··· Given data ···

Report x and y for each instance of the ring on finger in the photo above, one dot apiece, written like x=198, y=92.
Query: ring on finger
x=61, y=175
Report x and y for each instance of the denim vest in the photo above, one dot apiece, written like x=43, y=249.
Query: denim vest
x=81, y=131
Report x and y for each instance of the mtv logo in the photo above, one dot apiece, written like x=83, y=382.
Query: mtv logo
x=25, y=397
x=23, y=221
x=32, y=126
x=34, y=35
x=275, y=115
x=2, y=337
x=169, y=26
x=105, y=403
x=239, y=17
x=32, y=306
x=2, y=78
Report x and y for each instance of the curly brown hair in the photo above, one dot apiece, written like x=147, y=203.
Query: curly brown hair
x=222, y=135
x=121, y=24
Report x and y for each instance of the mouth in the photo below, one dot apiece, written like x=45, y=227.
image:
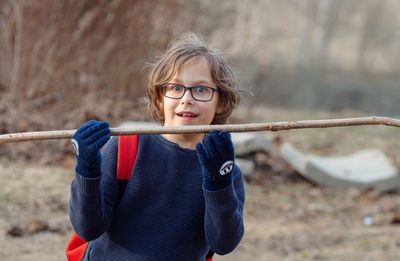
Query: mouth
x=187, y=114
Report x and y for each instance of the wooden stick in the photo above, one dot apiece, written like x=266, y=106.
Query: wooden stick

···

• [What the task requires]: Restate word for word only the lines that run from the line holding "Query: ring on finger" to the end of the data, both ends kept, leaving every picture out.

• [Task result]:
Query: ring on finger
x=61, y=175
Report x and y for each instance of the denim vest in the photo above, one dot apiece, written like x=43, y=249.
Query: denim vest
x=81, y=131
Report x and y for each instance of the mtv logo in the photo above, one dot apiece, written like x=83, y=382.
Query: mtv logo
x=25, y=397
x=23, y=221
x=32, y=126
x=34, y=35
x=275, y=115
x=2, y=337
x=169, y=26
x=105, y=403
x=239, y=17
x=32, y=306
x=2, y=78
Report x and y for each instance of the curly brown hair in the photo above, one dot apiece, written like x=147, y=203.
Query: curly brown hair
x=222, y=135
x=121, y=24
Report x and y for each instance of the mouth in the photo below, one dot apiece, written like x=45, y=227.
image:
Query: mouth
x=187, y=114
Report x and y for each instance of the wooden stick in the photo above, one dot apiece, written like x=266, y=106.
Query: wooden stick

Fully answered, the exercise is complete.